- **Task objective**
Restate every line of the data word for word, except for the images.

- **Data provided**

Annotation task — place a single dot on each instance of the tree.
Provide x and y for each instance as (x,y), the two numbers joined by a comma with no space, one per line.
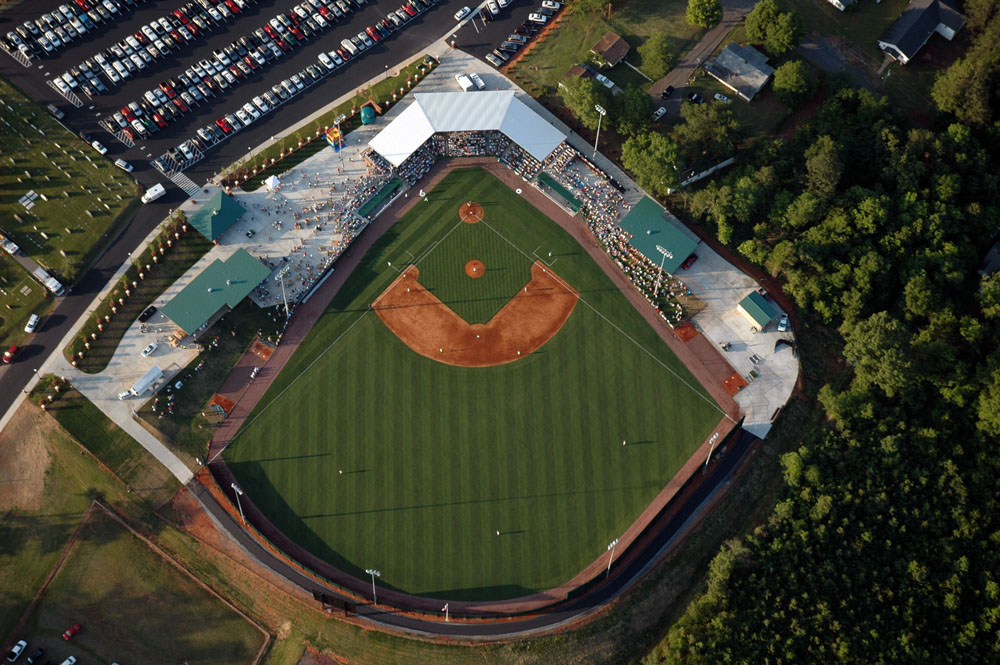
(705,13)
(632,112)
(706,128)
(656,56)
(824,166)
(878,350)
(792,83)
(778,31)
(581,96)
(652,158)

- **Solved problem**
Annotation task — place a single dot on each instance of the tree.
Provide x and y for each instance as (x,y), the two numbers joined by a comma with no space, one per line.
(705,13)
(632,112)
(706,128)
(656,56)
(824,166)
(878,350)
(792,83)
(778,31)
(581,96)
(652,158)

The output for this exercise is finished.